TASK OBJECTIVE – Those lines of the data that hold the word "knob" are to be copied out.

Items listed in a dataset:
---
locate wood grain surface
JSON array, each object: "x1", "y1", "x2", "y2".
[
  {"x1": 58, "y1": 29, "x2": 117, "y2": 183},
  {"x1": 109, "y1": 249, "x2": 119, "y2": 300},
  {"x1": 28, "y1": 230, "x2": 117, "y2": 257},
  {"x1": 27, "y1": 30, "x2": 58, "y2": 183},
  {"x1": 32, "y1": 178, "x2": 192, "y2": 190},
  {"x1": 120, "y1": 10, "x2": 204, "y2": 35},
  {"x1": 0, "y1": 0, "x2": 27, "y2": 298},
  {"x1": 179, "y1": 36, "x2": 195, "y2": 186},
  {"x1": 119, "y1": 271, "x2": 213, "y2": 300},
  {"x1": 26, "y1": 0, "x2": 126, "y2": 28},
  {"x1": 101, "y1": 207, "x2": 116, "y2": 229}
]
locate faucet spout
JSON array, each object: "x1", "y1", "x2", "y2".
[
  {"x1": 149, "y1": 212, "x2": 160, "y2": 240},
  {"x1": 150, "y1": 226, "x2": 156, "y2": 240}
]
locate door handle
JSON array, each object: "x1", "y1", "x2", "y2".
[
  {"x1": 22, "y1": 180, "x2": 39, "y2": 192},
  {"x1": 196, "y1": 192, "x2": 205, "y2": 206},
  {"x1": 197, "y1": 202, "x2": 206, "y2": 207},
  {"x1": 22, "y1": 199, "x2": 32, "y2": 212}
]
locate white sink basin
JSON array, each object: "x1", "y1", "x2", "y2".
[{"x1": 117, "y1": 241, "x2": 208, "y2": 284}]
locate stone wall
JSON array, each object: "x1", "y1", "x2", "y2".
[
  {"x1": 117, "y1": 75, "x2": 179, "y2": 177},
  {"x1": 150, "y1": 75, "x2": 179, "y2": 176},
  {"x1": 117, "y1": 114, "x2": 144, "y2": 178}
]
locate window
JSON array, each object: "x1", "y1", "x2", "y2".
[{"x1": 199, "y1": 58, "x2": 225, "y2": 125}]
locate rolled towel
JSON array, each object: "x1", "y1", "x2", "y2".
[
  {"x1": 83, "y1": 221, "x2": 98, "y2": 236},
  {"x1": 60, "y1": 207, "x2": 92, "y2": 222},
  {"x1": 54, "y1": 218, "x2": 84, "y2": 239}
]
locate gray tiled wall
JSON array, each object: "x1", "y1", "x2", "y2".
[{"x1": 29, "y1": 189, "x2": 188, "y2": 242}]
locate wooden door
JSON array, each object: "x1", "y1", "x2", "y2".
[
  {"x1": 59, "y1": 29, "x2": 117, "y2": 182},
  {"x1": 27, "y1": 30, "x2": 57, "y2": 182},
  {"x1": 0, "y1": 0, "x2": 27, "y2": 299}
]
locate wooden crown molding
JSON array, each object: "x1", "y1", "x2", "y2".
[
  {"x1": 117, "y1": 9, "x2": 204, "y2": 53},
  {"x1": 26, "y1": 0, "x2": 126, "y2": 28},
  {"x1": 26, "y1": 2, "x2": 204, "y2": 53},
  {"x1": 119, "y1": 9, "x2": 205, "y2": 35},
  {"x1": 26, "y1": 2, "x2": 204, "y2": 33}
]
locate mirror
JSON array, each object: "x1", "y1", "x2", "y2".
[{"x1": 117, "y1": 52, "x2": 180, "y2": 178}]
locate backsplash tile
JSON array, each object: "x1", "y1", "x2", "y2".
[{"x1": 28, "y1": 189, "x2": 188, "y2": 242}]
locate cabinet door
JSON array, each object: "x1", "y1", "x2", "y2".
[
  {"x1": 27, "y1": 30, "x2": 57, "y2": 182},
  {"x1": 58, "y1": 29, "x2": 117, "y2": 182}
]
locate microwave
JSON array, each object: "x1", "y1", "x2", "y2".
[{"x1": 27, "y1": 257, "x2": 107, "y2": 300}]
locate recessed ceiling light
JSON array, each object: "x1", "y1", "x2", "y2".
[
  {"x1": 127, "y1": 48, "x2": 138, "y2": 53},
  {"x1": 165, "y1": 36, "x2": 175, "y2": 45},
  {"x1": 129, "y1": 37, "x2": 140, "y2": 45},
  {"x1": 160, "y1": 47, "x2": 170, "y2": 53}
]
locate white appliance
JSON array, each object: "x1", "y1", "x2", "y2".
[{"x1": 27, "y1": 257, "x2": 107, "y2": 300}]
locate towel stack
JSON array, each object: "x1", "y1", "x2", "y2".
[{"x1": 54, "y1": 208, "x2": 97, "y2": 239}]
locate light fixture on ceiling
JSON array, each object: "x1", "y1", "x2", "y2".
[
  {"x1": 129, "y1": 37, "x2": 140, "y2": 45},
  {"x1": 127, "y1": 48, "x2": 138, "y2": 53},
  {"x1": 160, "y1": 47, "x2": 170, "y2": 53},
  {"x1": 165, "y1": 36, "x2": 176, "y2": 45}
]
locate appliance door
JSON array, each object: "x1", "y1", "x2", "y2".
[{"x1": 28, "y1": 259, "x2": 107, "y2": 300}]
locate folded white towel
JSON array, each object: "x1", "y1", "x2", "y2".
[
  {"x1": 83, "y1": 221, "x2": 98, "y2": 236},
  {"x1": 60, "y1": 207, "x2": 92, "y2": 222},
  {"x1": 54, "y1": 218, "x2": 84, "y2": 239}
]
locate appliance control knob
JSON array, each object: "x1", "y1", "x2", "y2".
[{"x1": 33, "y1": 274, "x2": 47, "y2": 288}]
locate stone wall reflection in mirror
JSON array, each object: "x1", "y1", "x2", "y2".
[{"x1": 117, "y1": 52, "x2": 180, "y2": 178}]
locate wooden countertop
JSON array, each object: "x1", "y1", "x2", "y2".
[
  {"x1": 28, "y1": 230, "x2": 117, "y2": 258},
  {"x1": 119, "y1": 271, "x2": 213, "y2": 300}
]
---
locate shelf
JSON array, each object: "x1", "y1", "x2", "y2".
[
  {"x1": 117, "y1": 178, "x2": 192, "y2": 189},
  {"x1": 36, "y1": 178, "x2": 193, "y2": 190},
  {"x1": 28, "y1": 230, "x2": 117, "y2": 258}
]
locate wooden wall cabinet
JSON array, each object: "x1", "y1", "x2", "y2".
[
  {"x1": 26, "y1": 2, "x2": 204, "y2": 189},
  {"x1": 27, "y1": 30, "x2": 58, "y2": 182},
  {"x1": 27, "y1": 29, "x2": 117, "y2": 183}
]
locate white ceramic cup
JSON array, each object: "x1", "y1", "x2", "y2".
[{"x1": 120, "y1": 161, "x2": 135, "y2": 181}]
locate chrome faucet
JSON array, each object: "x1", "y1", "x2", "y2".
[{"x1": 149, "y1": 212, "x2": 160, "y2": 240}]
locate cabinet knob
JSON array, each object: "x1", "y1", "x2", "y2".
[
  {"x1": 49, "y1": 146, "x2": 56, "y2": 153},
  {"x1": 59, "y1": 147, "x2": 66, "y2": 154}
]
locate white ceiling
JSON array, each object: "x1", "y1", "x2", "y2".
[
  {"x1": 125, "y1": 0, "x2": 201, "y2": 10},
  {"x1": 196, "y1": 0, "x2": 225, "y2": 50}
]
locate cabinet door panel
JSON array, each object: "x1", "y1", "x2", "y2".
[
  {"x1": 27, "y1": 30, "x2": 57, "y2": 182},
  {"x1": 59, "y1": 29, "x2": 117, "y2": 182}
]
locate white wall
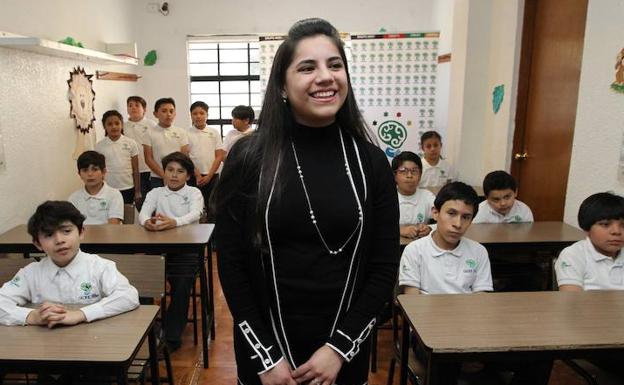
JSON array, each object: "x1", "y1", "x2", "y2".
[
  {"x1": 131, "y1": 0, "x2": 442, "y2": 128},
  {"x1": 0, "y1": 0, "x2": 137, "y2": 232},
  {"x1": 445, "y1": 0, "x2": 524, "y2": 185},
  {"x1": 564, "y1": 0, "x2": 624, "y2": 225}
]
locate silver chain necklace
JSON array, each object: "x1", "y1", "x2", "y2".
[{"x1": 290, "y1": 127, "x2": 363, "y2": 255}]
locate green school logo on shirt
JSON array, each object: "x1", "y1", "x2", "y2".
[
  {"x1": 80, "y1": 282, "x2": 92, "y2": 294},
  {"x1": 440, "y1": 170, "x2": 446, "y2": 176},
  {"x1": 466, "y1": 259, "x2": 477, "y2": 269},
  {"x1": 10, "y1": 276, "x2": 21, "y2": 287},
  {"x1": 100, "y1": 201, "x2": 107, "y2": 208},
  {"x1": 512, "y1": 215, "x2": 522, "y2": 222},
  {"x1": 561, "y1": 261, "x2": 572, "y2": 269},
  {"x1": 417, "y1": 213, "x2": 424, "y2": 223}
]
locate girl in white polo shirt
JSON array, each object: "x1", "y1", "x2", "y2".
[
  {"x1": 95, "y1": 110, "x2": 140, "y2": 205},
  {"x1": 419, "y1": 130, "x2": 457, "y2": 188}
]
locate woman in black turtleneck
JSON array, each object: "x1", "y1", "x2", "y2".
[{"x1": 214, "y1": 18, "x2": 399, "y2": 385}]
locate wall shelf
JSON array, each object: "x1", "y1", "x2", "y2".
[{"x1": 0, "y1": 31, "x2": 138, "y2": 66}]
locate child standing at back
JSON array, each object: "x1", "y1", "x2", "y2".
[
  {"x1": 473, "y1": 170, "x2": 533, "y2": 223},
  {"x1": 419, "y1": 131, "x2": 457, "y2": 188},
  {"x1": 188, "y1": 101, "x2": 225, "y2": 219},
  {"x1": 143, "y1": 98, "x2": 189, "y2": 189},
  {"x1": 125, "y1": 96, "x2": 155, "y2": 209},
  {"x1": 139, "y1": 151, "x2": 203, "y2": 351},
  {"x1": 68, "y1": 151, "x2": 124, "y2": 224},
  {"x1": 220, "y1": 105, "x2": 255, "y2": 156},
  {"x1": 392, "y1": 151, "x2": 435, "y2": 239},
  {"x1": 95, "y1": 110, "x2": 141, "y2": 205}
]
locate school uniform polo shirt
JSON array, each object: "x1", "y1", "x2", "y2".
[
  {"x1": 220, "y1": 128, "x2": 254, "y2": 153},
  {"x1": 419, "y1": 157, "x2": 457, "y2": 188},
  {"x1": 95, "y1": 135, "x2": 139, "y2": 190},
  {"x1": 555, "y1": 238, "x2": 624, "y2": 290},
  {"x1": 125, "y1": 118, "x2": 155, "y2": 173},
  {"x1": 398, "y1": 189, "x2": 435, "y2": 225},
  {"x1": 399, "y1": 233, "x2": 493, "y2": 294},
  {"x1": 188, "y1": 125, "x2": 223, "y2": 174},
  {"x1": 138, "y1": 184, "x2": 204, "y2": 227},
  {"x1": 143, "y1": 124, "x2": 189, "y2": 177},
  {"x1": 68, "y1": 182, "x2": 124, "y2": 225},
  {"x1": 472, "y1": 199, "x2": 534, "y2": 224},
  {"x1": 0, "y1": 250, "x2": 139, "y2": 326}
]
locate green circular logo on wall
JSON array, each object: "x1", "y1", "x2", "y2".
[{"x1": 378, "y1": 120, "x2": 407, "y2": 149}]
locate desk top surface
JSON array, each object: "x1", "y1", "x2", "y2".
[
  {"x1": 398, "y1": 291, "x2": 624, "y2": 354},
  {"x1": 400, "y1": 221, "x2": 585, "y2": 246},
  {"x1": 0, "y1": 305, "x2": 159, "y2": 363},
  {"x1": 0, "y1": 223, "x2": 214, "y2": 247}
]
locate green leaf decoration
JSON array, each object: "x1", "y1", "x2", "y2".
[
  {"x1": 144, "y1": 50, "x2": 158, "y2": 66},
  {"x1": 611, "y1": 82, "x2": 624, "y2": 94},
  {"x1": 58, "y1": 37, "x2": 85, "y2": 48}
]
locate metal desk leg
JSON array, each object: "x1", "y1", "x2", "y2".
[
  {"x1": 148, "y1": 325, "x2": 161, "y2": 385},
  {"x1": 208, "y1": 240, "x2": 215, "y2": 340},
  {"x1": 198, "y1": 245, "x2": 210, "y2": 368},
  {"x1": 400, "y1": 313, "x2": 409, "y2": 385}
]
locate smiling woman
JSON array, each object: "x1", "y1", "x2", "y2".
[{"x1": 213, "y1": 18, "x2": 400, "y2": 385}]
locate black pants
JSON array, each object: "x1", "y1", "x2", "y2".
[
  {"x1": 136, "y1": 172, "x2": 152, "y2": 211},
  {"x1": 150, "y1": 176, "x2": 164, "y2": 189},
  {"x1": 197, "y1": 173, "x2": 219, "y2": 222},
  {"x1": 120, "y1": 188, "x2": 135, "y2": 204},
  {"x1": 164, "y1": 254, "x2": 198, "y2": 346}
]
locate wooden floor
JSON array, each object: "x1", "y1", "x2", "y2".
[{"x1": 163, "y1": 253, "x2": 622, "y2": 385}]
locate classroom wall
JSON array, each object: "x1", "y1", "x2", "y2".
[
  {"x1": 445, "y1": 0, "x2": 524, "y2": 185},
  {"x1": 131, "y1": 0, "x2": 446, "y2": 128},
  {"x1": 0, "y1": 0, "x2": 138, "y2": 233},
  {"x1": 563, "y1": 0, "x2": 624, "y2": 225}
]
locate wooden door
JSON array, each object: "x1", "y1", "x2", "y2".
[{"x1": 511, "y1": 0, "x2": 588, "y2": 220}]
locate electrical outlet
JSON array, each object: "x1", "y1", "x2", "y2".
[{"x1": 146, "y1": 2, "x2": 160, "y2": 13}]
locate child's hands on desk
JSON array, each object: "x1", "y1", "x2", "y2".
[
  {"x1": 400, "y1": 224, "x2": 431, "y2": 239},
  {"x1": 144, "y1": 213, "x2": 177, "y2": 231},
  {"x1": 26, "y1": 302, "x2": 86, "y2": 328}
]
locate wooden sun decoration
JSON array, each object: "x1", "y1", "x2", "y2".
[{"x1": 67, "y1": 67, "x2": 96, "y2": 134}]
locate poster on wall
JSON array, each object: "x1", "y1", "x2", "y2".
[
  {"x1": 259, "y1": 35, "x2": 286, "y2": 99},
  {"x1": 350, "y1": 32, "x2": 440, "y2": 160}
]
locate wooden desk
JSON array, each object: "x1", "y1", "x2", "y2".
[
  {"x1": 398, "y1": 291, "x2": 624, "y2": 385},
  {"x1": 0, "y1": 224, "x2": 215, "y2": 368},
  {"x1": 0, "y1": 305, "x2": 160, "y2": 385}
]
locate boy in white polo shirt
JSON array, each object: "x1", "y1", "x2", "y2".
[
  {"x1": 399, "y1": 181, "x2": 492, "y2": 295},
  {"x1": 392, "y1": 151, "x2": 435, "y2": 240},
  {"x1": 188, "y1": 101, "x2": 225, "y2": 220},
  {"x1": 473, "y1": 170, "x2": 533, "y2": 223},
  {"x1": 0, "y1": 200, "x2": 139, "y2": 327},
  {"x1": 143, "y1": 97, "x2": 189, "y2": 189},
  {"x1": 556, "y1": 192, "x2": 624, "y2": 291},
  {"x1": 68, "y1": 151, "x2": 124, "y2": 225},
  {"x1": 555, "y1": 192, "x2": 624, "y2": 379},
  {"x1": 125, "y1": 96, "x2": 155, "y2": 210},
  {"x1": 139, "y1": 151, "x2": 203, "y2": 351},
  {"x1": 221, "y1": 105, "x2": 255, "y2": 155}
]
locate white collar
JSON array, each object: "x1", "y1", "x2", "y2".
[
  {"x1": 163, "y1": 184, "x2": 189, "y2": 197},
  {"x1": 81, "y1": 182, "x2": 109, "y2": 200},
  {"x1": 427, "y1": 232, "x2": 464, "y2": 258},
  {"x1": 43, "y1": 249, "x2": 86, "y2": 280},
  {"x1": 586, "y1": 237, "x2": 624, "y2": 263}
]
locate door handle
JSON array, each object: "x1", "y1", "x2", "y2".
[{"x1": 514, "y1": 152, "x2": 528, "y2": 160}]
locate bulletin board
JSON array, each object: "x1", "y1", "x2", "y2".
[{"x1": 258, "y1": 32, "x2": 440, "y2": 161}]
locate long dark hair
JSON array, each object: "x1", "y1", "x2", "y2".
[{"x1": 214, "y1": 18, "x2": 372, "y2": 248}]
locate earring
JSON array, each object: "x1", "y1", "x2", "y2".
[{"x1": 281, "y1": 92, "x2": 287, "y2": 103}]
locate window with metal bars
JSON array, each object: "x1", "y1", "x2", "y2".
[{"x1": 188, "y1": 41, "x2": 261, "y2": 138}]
---
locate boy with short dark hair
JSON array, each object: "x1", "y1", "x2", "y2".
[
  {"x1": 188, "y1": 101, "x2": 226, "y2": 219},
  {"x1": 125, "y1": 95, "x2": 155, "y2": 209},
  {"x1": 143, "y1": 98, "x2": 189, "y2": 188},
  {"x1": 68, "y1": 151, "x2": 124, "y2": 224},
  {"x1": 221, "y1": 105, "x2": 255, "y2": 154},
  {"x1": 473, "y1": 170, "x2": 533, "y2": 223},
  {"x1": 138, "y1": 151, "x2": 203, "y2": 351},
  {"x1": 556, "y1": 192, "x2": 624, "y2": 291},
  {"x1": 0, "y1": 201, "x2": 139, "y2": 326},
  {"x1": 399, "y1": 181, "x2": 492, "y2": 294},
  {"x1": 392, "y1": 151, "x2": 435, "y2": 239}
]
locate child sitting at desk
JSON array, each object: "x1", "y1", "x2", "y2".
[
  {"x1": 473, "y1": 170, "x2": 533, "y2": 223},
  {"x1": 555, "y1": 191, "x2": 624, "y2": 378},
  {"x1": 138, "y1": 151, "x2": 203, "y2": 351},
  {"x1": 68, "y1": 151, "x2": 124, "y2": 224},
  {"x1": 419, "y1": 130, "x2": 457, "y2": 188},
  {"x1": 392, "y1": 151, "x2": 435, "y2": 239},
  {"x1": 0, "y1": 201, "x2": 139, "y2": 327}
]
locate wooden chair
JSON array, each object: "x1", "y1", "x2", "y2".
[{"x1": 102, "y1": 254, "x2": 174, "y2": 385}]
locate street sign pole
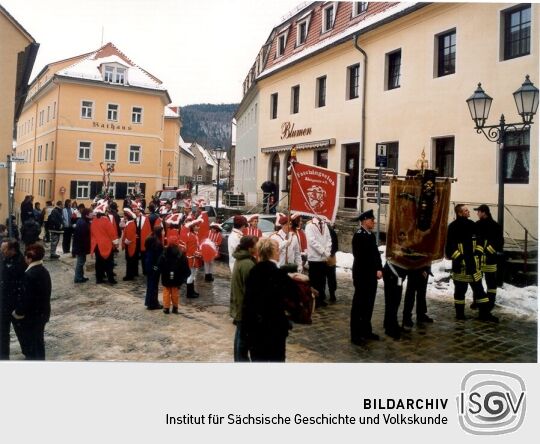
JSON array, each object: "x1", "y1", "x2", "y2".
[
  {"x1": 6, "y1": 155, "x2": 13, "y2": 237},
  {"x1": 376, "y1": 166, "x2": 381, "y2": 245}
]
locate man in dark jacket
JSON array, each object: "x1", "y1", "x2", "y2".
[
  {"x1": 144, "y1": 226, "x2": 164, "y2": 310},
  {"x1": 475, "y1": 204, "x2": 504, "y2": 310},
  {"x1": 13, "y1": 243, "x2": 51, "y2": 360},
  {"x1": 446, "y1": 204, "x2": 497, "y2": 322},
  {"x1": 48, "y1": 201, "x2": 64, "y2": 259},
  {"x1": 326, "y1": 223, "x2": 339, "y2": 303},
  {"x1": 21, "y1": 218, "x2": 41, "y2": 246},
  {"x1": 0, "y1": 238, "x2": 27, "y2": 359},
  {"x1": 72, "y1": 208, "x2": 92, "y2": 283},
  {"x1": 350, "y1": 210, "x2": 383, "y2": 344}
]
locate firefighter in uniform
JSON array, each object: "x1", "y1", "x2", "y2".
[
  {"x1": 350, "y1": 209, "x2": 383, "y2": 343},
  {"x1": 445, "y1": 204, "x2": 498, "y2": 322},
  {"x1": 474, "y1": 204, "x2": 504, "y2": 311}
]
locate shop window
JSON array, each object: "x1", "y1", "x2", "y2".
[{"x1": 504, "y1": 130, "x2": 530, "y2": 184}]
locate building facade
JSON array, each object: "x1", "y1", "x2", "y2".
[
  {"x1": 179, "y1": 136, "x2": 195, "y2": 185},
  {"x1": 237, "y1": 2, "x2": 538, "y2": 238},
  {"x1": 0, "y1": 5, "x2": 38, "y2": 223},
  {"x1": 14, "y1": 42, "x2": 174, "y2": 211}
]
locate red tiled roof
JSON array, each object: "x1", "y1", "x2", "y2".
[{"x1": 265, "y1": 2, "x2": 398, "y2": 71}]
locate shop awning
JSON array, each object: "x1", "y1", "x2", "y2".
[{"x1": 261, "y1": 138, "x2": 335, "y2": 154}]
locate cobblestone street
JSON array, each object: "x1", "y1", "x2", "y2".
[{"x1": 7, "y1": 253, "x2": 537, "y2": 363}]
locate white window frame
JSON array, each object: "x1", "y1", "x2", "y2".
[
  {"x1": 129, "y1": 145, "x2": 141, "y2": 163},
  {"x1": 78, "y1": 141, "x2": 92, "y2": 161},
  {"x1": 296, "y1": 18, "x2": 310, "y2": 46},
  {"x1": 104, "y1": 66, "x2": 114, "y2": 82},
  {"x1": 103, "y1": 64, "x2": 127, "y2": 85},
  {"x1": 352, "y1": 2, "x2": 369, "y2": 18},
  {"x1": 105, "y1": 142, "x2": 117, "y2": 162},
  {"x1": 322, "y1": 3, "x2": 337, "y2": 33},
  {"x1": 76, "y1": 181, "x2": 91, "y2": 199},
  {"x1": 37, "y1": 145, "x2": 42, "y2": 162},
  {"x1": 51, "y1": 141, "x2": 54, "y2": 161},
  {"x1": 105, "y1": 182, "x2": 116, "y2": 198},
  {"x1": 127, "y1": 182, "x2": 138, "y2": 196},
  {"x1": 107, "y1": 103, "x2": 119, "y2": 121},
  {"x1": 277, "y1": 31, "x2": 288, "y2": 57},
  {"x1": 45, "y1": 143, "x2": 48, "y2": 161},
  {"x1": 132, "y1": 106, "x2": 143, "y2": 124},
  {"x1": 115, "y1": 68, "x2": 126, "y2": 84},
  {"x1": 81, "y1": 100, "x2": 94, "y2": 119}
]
---
EXPECTED OUTPUT –
locate appliance control knob
locate cabinet knob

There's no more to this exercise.